Yueyue a 2 ans, ses parents, venus du Shandong, à l'autre bout de la Chine, tiennent l'une des 2 000 boutiques de ce marché de la quincaillerie de 400 000 m2, sorti de terre il y a dix ans à peine. En quelques secondes, c'est le drame. Une camionnette la renverse et passe sur son corps avec sa roue avant droite. Le chauffeur s'arrête un instant. Puis repart, écrasant une nouvelle fois la fillette avec sa roue arrière.
Un passant déambule sans prêter attention à Yueyue qui gît à terre. Survient un homme à Mobylette qui contourne l'enfant. Une troisième personne jette un regard sans s'arrêter. Puis une deuxième camionnette apparaît. Elle roule sur les jambes de l'enfant - essieu avant, essieu arrière. Défileront devant l'enfant blessée un cycliste encapuchonné et dégoulinant de pluie, à la monture chargée de longues tiges. Un triporteur pressé dont la benne est remplie de cartons vides. Une dame trottinant avec sa fillette. Un motocycliste qui s'arrête, perplexe, et se retourne même vers Yueyue.

# Exercice proposé 1:
Reproduisez tout ce qui va de « Un passant déambule » jusqu'à « même vers Yueyue. » dans le texte sur Yueyue.
Le texte et la liste n'ont pas la même origine.

[Extraits d'un jeu de données de pointage]
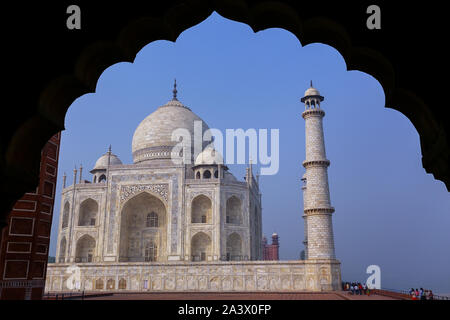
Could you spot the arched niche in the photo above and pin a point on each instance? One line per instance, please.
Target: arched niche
(62, 250)
(201, 209)
(66, 211)
(143, 226)
(200, 247)
(85, 249)
(88, 213)
(234, 247)
(234, 211)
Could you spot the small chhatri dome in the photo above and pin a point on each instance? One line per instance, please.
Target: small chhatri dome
(312, 92)
(209, 156)
(102, 162)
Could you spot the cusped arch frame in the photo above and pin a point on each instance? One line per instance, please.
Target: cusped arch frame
(23, 151)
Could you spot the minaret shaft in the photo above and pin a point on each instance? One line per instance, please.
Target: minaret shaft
(319, 239)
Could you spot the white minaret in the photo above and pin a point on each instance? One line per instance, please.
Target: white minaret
(319, 240)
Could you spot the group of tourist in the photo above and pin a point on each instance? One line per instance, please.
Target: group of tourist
(356, 288)
(421, 294)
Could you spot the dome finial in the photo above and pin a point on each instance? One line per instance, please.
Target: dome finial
(175, 90)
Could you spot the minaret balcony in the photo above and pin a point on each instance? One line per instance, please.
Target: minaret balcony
(316, 163)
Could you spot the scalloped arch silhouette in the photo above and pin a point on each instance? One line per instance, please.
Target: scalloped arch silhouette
(23, 150)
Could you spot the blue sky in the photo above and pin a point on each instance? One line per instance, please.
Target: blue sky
(389, 212)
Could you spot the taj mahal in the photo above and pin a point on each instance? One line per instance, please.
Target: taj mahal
(191, 225)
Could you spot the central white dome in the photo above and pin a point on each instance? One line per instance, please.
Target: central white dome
(153, 137)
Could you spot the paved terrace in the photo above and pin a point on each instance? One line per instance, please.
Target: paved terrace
(333, 295)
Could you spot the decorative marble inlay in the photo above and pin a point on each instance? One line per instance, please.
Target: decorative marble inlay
(128, 191)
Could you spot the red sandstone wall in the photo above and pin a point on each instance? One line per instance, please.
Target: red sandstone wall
(25, 240)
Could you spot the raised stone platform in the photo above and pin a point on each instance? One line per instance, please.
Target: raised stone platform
(243, 276)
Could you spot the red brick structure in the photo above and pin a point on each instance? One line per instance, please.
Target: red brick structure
(271, 251)
(25, 240)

# Exercice proposé 2:
Transcrivez tout ce qui va, dans la liste, de la ligne contenant « Could you spot the red brick » jusqu'à la fin de cette liste, bornes comprises.

# Réponse rédigée 1:
Un passant déambule sans prêter attention à Yueyue qui gît à terre. Survient un homme à Mobylette qui contourne l'enfant. Une troisième personne jette un regard sans s'arrêter. Puis une deuxième camionnette apparaît. Elle roule sur les jambes de l'enfant - essieu avant, essieu arrière. Défileront devant l'enfant blessée un cycliste encapuchonné et dégoulinant de pluie, à la monture chargée de longues tiges. Un triporteur pressé dont la benne est remplie de cartons vides. Une dame trottinant avec sa fillette. Un motocycliste qui s'arrête, perplexe, et se retourne même vers Yueyue.

# Réponse rédigée 2:
Could you spot the red brick structure in the photo above and pin a point on each instance? One line per instance, please.
Target: red brick structure
(271, 251)
(25, 240)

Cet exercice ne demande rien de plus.